*Directions:* Copy out the entries from the line containing "[indicate] the side" through the end of the entries, inclusive, replacing "side mirror" with "wing mirror" and leaving everything else unchanged.

>> BEGIN Data section

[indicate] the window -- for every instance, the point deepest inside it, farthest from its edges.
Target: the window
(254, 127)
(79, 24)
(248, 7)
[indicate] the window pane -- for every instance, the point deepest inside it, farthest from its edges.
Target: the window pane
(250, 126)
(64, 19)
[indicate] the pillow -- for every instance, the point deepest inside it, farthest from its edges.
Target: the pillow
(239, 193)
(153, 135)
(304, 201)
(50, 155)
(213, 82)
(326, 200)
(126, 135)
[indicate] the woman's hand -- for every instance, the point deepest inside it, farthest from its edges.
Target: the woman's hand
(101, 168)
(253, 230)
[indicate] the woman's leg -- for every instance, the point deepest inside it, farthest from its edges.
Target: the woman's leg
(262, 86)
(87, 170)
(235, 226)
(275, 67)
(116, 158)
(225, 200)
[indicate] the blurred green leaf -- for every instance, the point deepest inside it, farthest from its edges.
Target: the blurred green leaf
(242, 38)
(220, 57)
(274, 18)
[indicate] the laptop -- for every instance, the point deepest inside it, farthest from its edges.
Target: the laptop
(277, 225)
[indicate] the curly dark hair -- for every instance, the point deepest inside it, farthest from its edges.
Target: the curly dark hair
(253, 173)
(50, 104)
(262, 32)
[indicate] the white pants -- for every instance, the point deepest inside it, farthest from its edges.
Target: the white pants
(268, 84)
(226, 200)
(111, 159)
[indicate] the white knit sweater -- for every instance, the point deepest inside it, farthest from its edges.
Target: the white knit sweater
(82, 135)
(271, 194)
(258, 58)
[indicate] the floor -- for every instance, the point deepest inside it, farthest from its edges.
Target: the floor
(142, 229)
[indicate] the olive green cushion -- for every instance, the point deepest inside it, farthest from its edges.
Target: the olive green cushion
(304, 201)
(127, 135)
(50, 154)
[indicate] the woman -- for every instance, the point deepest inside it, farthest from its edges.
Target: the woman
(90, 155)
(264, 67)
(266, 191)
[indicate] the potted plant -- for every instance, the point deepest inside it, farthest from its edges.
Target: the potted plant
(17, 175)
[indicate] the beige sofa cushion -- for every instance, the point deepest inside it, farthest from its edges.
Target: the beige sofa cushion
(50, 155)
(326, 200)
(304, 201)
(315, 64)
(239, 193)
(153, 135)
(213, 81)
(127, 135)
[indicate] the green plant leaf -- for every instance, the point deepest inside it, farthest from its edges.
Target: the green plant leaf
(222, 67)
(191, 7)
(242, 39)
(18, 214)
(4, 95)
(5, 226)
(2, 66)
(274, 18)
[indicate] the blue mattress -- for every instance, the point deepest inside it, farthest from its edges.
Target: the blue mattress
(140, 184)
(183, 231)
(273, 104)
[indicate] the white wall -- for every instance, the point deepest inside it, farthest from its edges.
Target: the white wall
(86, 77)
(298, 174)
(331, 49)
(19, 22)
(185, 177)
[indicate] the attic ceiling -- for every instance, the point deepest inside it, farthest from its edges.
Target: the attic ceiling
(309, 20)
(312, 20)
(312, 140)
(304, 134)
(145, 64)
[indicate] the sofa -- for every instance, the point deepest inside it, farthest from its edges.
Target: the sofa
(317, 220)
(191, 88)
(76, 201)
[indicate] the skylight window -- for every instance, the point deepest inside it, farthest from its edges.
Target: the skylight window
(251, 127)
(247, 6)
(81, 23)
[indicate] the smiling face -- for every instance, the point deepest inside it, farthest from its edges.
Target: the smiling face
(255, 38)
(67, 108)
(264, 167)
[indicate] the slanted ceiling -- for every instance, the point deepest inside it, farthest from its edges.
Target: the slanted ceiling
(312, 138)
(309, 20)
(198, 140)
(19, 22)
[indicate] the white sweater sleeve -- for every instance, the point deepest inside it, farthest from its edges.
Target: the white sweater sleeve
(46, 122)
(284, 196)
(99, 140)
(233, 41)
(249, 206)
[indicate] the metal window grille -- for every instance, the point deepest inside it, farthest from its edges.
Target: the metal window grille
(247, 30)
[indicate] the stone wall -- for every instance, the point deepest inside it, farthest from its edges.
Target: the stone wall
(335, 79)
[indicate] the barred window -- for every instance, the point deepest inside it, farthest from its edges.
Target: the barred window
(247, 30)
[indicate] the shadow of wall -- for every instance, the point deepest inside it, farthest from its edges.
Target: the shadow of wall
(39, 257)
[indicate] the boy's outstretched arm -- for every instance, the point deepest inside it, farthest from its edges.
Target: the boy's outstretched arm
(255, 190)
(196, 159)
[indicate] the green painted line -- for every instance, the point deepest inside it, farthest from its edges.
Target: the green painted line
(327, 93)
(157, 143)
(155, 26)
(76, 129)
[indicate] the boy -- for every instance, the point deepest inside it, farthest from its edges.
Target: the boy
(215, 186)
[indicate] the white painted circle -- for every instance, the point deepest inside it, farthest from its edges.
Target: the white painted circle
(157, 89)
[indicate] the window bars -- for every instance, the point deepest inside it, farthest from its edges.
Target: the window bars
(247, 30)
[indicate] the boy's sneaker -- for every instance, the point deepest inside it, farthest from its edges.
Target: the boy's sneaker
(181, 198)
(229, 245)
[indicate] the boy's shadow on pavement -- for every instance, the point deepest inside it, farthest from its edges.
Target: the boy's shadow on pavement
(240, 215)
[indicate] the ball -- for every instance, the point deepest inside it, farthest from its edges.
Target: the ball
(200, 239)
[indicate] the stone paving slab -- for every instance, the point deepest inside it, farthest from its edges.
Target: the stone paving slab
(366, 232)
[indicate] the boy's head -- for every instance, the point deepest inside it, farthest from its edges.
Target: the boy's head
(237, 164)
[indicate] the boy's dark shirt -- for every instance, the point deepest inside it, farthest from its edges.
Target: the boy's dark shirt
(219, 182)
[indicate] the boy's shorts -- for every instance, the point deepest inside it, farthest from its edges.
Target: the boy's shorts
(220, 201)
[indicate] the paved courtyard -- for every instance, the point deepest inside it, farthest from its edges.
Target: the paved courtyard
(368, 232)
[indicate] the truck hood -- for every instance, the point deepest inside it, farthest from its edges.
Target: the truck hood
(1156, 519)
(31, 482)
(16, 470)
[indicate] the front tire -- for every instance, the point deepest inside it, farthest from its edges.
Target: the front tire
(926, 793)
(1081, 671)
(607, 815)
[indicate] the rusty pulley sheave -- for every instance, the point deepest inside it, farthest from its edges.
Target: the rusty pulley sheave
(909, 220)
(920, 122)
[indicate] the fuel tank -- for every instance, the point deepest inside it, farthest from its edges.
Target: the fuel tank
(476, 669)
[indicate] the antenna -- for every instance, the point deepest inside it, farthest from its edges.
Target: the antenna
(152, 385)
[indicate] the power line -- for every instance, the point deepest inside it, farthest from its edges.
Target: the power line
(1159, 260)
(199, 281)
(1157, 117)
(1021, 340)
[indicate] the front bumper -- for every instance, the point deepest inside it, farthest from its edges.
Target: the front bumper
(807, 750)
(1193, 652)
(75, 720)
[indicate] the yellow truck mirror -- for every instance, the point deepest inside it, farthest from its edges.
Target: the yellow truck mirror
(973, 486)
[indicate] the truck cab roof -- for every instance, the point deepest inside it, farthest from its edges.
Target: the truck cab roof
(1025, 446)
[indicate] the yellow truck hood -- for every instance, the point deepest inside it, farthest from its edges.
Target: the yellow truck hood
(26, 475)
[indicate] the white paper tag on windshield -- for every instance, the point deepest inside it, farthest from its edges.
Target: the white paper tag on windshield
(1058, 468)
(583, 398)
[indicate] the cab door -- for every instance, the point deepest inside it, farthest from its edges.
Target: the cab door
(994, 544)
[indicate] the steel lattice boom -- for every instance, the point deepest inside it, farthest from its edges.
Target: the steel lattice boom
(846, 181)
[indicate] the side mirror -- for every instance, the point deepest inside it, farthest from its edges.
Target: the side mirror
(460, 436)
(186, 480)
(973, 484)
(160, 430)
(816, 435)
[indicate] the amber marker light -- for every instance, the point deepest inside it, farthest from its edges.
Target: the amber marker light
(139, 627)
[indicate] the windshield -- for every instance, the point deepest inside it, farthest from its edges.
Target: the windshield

>> END Data section

*Task answer:*
[indicate] the wing mirror -- for every instance, the point deepest inside it, farthest from its edges.
Target: the wing mirror
(460, 436)
(186, 480)
(973, 484)
(160, 430)
(816, 435)
[indicate] the amber marker light -- for every instance, the point deepest inside it, farthest from its edges.
Target: the amber marker light
(139, 627)
[indicate] the windshield -- for every instance, the point deepest inside it, farthest from its edges.
Target: the windshield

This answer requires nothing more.